DIRECTIONS: Copy every line of the entries from the line containing "Target: bird's tail" through the last line, both included, and keep the request lines unchanged. In the answers only, multiply each point coordinate by 0.5 and round to a whole number, with halves rounded up.

-------- STORED ROWS

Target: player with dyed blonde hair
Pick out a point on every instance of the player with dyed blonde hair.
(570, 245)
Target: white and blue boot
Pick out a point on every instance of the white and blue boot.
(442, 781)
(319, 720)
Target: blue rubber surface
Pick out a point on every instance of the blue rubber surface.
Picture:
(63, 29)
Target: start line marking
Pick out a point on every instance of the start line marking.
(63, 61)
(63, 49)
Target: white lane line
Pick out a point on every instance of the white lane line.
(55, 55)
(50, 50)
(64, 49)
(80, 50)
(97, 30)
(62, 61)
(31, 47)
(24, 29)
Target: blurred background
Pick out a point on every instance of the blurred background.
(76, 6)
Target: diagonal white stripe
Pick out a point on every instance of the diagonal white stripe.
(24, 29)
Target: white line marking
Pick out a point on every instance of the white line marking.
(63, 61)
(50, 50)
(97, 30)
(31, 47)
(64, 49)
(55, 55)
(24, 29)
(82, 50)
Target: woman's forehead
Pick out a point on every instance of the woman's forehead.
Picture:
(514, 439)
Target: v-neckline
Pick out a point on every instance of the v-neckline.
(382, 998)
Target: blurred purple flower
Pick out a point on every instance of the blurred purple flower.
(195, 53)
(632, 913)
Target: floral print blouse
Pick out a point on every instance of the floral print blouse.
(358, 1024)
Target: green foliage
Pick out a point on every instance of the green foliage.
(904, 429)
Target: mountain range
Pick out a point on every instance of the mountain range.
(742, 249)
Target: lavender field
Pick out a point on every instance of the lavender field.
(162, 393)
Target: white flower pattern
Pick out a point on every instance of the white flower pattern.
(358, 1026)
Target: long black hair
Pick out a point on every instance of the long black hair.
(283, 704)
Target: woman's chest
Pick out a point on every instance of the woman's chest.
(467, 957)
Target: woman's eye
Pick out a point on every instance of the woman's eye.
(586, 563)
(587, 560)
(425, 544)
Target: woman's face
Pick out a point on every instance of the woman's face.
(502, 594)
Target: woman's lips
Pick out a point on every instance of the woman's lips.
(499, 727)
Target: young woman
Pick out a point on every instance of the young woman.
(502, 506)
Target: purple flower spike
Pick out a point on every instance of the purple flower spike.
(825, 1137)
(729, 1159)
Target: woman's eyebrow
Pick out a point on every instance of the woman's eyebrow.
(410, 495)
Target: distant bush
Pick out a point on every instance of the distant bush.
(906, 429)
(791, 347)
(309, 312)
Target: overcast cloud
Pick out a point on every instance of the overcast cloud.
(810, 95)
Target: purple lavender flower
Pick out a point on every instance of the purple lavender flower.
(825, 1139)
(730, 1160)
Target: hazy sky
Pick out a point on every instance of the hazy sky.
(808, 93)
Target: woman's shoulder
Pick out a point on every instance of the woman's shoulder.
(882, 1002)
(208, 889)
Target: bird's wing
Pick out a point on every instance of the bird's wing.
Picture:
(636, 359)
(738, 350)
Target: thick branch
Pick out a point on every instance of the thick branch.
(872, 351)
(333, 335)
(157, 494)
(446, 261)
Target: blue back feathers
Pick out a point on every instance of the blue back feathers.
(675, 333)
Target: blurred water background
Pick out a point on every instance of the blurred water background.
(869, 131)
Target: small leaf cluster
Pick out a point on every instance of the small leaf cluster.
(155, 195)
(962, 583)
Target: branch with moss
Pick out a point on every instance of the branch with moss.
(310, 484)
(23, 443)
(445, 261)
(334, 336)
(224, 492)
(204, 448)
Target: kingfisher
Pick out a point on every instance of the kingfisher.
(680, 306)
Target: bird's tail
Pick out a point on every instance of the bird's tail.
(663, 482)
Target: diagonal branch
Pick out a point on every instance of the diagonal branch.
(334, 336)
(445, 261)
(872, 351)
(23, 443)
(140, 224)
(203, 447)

----------------

OUTPUT OF THE EXERCISE:
Target: bird's tail
Pick out a point on every instance of the bird's tail.
(332, 241)
Target: diagonal branch
Pick out a point on every instance of the diagonal branch.
(167, 168)
(223, 131)
(436, 176)
(12, 222)
(70, 112)
(102, 224)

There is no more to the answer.